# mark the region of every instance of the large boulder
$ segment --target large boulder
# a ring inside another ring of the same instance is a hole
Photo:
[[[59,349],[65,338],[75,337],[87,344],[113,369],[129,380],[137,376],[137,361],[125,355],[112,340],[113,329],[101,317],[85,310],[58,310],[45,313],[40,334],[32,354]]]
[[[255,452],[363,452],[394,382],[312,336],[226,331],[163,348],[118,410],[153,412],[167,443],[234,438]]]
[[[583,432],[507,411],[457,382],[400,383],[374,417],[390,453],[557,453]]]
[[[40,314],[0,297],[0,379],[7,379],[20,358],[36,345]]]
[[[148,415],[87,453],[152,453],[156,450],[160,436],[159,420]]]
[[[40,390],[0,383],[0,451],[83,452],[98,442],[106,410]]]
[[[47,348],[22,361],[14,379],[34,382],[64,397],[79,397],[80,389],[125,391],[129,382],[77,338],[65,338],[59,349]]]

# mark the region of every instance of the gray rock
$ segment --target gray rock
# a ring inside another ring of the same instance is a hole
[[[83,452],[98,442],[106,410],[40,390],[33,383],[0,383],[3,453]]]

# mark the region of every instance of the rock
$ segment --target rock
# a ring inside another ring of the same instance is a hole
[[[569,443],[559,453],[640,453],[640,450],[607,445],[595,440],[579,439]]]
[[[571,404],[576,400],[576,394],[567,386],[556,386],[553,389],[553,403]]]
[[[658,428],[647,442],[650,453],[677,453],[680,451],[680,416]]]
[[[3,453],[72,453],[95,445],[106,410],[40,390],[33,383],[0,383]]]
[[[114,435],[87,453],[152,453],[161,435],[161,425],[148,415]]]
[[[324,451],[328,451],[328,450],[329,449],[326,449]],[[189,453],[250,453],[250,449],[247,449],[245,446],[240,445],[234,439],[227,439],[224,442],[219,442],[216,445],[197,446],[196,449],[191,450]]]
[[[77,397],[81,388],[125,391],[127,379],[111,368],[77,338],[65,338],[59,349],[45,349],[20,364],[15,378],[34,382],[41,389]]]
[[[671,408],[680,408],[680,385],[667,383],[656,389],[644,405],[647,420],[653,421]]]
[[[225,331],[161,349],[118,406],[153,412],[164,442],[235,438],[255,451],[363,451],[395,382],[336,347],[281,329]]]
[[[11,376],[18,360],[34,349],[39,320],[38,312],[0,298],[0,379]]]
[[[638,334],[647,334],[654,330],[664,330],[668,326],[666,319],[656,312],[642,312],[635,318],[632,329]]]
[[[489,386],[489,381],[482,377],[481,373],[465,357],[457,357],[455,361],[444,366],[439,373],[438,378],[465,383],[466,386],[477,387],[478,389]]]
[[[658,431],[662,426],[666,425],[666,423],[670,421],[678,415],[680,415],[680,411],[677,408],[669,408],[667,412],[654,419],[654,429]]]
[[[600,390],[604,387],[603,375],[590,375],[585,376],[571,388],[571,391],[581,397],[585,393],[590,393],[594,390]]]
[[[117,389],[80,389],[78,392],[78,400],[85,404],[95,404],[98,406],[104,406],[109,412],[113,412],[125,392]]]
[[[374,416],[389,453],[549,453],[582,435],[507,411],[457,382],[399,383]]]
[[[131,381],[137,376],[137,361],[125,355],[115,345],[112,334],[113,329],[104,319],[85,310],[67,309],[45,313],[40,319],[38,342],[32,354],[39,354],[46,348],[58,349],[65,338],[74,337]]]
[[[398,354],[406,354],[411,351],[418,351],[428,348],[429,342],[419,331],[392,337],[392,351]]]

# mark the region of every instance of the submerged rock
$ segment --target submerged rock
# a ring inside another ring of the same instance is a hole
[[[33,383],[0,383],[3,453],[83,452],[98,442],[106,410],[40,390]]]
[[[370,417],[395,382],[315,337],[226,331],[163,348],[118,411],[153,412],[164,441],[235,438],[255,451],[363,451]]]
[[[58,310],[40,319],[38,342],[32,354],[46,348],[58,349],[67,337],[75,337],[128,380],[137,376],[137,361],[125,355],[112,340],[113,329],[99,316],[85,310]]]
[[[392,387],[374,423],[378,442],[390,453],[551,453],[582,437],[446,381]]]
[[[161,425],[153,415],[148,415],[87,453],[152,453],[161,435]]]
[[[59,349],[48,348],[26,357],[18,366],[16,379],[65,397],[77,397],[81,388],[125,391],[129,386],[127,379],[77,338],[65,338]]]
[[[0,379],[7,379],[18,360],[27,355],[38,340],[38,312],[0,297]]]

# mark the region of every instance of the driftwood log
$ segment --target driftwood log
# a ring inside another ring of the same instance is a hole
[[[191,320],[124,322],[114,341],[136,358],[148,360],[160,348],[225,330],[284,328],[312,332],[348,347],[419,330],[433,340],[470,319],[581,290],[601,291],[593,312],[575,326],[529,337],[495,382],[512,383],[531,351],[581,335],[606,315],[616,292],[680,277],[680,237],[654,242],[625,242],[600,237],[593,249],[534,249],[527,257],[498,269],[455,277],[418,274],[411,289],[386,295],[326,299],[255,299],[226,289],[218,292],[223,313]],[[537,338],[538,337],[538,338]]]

+-------+

Modifiez toutes les lignes ci-dessus en remplaçant « driftwood log » par « fallen tree », sans toucher au reste.

# mark the region of every instance of the large boulder
$ segment --target large boulder
# a ring inside another ring of the same instance is a hole
Photo:
[[[59,349],[65,338],[75,337],[87,344],[113,369],[129,380],[137,376],[137,361],[125,355],[112,340],[113,329],[101,317],[85,310],[58,310],[45,313],[40,334],[32,354]]]
[[[255,452],[363,452],[394,382],[312,336],[226,331],[163,348],[118,410],[153,412],[167,443],[234,438]]]
[[[583,432],[507,411],[457,382],[400,383],[374,417],[390,453],[557,453]]]
[[[40,314],[0,297],[0,379],[7,379],[20,358],[36,345]]]
[[[148,415],[87,453],[152,453],[156,450],[160,436],[159,420]]]
[[[40,390],[0,383],[0,451],[83,452],[98,442],[106,410]]]
[[[47,348],[22,361],[14,379],[34,382],[64,397],[79,397],[80,389],[125,391],[129,382],[77,338],[65,338],[59,349]]]

# mark the region of every instance of the gray rock
$ segment --target gray rock
# a ring inside another ring of the same instance is a hole
[[[83,452],[98,442],[106,410],[40,390],[33,383],[0,383],[3,453]]]

# mark the region of every instance of the rock
$ segment --target rock
# a ring inside another ring of the same instance is a hole
[[[569,443],[559,453],[640,453],[640,450],[607,445],[595,440],[579,439]]]
[[[571,404],[576,400],[576,394],[567,386],[556,386],[553,389],[553,403]]]
[[[658,428],[647,442],[650,453],[677,453],[680,451],[680,416]]]
[[[3,453],[72,453],[95,445],[106,410],[40,390],[33,383],[0,383]]]
[[[114,435],[87,453],[152,453],[161,435],[161,425],[148,415]]]
[[[324,451],[328,451],[328,450],[329,449],[326,449]],[[189,453],[250,453],[250,449],[247,449],[245,446],[240,445],[234,439],[227,439],[224,442],[219,442],[216,445],[197,446],[196,449],[191,450]]]
[[[77,397],[81,388],[125,391],[127,379],[111,368],[77,338],[65,338],[59,349],[45,349],[20,364],[15,378],[34,382],[41,389]]]
[[[671,408],[680,408],[680,385],[667,383],[656,389],[644,405],[647,420],[653,421]]]
[[[225,331],[161,349],[118,406],[153,412],[164,442],[235,438],[255,451],[363,451],[395,382],[336,347],[281,329]]]
[[[11,376],[18,360],[34,349],[39,320],[38,312],[0,298],[0,379]]]
[[[638,334],[647,334],[654,330],[664,330],[668,326],[666,319],[656,312],[642,312],[635,318],[632,329]]]
[[[489,386],[489,381],[482,377],[481,373],[465,357],[457,357],[455,361],[444,366],[439,373],[438,378],[465,383],[466,386],[477,387],[478,389]]]
[[[658,431],[662,426],[666,425],[666,423],[670,421],[678,415],[680,415],[680,411],[677,408],[669,408],[667,412],[654,419],[654,429]]]
[[[600,390],[604,387],[603,375],[590,375],[585,376],[571,388],[571,391],[581,397],[585,393],[590,393],[594,390]]]
[[[117,389],[80,389],[78,392],[78,400],[85,404],[95,404],[98,406],[104,406],[109,412],[113,412],[125,392]]]
[[[374,416],[389,453],[549,453],[582,435],[507,411],[457,382],[399,383]]]
[[[131,381],[137,376],[137,361],[125,355],[115,345],[112,334],[113,329],[104,319],[85,310],[67,309],[45,313],[40,319],[38,342],[32,354],[39,354],[46,348],[58,349],[65,338],[74,337]]]
[[[398,354],[406,354],[411,351],[418,351],[428,348],[429,342],[419,331],[392,337],[392,351]]]

# mark the region of every instance of the submerged rock
$ segment --target submerged rock
# a ring inside another ring of the same instance is a hole
[[[33,383],[0,383],[3,453],[83,452],[98,442],[106,410],[40,390]]]
[[[370,417],[395,382],[315,337],[226,331],[163,348],[118,411],[153,412],[164,441],[235,438],[255,451],[363,451]]]
[[[58,310],[40,319],[38,342],[32,354],[46,348],[58,349],[67,337],[75,337],[128,380],[137,376],[137,361],[125,355],[112,340],[113,329],[99,316],[85,310]]]
[[[392,387],[374,423],[378,442],[390,453],[551,453],[582,437],[446,381]]]
[[[161,425],[153,415],[148,415],[87,453],[152,453],[161,435]]]
[[[59,349],[48,348],[26,357],[18,366],[16,379],[65,397],[77,397],[81,388],[125,391],[129,386],[127,379],[77,338],[65,338]]]
[[[0,379],[7,379],[18,360],[27,355],[38,340],[38,312],[0,297]]]

# mark the region of every instance of the fallen tree
$ segment --target fallen tree
# a ring inside another ring of the same instance is a hole
[[[191,320],[124,322],[114,341],[136,358],[148,360],[160,348],[225,330],[284,328],[312,332],[348,347],[419,330],[433,340],[470,319],[581,290],[601,291],[593,312],[575,326],[529,337],[495,382],[512,383],[531,351],[581,335],[606,315],[616,292],[680,277],[680,237],[654,242],[625,242],[600,237],[593,249],[534,249],[527,257],[498,269],[455,277],[418,274],[411,289],[386,295],[326,299],[255,299],[226,289],[218,292],[223,313]],[[537,338],[538,337],[538,338]]]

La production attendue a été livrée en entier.